# EXERCISE PROMPT
The output is the lines below from the one with "Target: distant diver silhouette" through the one with "Target: blue water", both included, printed exactly and with no other line.

▽

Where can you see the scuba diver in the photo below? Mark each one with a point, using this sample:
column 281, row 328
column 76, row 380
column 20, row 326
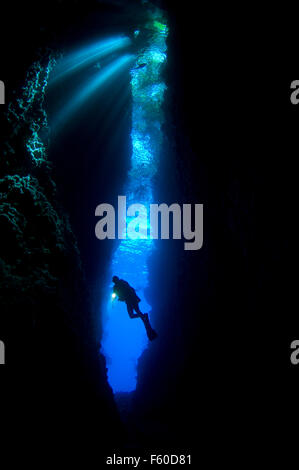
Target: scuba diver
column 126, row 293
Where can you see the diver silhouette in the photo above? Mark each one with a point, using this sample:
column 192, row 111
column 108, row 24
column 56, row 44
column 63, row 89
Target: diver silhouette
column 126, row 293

△
▽

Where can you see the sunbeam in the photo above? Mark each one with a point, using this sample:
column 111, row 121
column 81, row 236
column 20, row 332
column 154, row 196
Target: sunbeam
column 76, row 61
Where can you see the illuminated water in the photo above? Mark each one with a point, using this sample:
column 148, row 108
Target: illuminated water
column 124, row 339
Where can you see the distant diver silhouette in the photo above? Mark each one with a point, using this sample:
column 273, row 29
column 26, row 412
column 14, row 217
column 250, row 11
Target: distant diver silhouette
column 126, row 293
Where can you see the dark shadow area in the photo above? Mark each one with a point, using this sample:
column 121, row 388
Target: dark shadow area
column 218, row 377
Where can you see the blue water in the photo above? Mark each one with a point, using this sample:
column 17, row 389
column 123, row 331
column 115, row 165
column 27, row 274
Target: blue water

△

# SOLUTION TO THIS TASK
Target: distant diver silhouette
column 126, row 293
Where can you see the dark shadow area in the photo above? Mark each one with a point, using this sample:
column 121, row 388
Target: dark shadow area
column 218, row 377
Where can you see the blue water in the photo above? Mark each one with a point, using this sample:
column 17, row 389
column 123, row 331
column 115, row 165
column 27, row 274
Target: blue water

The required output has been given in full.